# Beach



## TheBeanTeam (Feb 5, 2017)

Hello!! My family travels to the beach a lot, and we recently got a hedgie. Since we've gotten him we haven't gone, but we have a trip planned for this spring. He loves going outside and seeing people and I was wondering if I should take him with us or leave him with a friend. It's about a 5 hour car ride. Usually when we take him on a car ride he explores for a little but pretty soon he settles down to sleep. I'd love to take him with us because I'd miss him so much if we had to leave him for a week, plus I don't want him to forget me  any advice?


----------



## Reggiesmama (Feb 25, 2017)

It's typically not good to take hedgehogs to new places because they don't do well with change and you never know what they could pick up. I'm not so sure it's a good idea. You could get a hedgehog sitter who can handle him while you're gone. Also, do you put him in a carrier when you travel? 


Sent from my iPhone using Tapatalk


----------



## Lilysmommy (Jan 7, 2009)

It'd be fine to take him with a little preparation, as long as you can provide what he needs where you're staying. This sticky explains things to consider for the car trip and while staying away from home - http://www.hedgehogcentral.com/forums/15-travel/121490-traveling-your-hedgehog.html

If you still have any specific questions after reading through that, feel free to ask.


----------



## TheBeanTeam (Feb 5, 2017)

Yes I already have a friend whose offered to take care of him if I can't take him with me. Also I have a good sized moving box I fill with fleece and he travels in that


----------



## TheBeanTeam (Feb 5, 2017)

Okay thank you so much!


----------



## Reggiesmama (Feb 25, 2017)

Sounds fine to me, then


Sent from my iPhone using Tapatalk


----------



## nikki (Aug 28, 2008)

A moving bos is not safe for use in a moving vehicle. You need a proper hard sided prt carrier that you can seat belt into the car. If you can't seat belt him in then you will need to leave him at home for his safety.


----------



## TheBeanTeam (Feb 5, 2017)

We have a doggie car seat that is a square about the size of the moving box, would it be safe to put the box into the car seat and belt it in like that?


----------



## nikki (Aug 28, 2008)

No you need something hard sided, cardboard boxes are not safe.


----------



## TheBeanTeam (Feb 5, 2017)

Okay thank you


----------



## FatLilPony (Jul 7, 2017)
────────
Required tasks:
**a.** Write out the part of the hedgehog travel thread between "A moving bos" and "in like that?", inclusive.
**b.** In the hedgehog travel thread, how long is the car ride to the beach?
The coordinate labeling material that comes next plays no part in this work.

[Coordinate labeling data]
────────
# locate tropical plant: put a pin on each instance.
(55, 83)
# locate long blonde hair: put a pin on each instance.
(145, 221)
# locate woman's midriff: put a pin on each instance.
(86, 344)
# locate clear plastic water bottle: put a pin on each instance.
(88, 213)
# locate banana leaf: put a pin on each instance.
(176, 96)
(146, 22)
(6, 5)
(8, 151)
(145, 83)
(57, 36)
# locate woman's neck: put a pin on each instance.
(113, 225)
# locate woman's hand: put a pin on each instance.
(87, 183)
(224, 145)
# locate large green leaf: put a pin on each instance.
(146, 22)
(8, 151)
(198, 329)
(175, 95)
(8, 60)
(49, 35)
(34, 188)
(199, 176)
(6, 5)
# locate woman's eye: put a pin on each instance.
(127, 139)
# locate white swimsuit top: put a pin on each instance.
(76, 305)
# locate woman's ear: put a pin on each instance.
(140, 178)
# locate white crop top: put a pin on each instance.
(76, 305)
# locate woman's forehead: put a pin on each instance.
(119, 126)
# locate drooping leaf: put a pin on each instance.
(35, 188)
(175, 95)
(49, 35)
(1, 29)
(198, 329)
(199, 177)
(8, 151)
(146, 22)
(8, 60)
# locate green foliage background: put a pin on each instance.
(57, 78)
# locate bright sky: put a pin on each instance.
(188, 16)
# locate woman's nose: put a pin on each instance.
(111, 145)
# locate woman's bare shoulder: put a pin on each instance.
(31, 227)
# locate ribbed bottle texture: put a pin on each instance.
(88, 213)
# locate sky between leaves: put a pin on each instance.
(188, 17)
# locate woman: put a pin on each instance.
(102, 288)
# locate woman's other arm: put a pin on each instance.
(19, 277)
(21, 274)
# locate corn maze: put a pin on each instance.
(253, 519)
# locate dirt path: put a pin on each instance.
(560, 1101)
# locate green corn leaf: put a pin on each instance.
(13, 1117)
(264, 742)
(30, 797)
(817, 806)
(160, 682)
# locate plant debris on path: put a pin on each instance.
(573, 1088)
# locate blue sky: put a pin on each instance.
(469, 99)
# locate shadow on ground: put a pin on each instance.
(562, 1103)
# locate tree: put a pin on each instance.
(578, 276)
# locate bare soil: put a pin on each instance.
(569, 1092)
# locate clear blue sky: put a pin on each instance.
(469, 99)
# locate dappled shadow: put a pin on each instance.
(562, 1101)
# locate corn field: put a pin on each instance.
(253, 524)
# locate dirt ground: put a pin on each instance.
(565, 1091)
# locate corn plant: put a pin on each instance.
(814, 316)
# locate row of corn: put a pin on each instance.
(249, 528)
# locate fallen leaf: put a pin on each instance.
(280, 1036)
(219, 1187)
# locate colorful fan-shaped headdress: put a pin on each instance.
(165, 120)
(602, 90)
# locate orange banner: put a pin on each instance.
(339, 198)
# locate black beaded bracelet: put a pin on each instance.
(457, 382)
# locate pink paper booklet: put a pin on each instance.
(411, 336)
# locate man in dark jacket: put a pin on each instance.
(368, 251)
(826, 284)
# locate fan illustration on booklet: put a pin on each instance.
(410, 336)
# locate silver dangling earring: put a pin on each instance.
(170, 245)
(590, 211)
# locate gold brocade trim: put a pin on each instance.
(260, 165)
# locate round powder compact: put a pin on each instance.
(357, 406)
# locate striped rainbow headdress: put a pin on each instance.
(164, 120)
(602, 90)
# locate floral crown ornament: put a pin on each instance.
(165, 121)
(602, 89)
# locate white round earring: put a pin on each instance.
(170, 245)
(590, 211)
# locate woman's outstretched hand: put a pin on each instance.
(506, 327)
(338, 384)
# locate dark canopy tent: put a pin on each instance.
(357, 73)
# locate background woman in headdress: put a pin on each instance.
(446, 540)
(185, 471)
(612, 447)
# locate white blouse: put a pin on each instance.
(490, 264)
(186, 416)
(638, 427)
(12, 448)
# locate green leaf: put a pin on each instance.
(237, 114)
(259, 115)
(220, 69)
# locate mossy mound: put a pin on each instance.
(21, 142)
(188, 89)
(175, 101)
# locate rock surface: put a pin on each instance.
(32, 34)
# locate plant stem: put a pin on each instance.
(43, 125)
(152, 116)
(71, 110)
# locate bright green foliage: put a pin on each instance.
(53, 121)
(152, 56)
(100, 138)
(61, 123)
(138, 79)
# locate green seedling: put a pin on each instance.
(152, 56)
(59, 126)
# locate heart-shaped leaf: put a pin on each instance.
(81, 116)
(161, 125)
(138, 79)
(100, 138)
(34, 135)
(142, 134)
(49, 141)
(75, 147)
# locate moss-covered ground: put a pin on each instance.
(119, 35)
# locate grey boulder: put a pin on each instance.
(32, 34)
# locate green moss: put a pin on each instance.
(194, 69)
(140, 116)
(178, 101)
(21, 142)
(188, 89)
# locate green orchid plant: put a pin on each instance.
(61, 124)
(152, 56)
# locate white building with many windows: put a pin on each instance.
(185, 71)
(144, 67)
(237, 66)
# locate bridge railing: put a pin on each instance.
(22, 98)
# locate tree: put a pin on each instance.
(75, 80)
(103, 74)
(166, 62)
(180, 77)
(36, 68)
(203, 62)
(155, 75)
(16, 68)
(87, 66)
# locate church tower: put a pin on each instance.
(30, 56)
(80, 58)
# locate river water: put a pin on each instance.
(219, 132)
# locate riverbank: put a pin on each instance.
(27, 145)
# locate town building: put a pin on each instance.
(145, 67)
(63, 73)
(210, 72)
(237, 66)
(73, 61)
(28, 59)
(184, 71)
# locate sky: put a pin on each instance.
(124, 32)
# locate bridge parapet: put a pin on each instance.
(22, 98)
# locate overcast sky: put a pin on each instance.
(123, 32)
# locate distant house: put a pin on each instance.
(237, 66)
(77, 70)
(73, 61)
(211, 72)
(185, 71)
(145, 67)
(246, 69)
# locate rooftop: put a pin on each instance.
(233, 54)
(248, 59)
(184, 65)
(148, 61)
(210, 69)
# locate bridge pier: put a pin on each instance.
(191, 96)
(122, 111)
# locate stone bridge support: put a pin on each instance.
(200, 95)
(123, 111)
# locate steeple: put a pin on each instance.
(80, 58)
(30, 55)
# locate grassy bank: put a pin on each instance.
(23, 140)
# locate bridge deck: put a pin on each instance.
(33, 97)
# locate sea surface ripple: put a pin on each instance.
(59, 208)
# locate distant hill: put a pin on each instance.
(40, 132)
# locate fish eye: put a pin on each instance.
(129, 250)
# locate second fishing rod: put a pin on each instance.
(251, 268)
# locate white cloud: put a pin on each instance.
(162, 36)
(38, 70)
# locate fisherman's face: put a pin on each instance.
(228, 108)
────────
Responses:
**a.**
A moving bos is not safe for use in a moving vehicle. You need a proper hard sided prt carrier that you can seat belt into the car. If you can't seat belt him in then you will need to leave him at home for his safety.


----------



## TheBeanTeam (Feb 5, 2017)

We have a doggie car seat that is a square about the size of the moving box, would it be safe to put the box into the car seat and belt it in like that?

**b.** About 5 hours.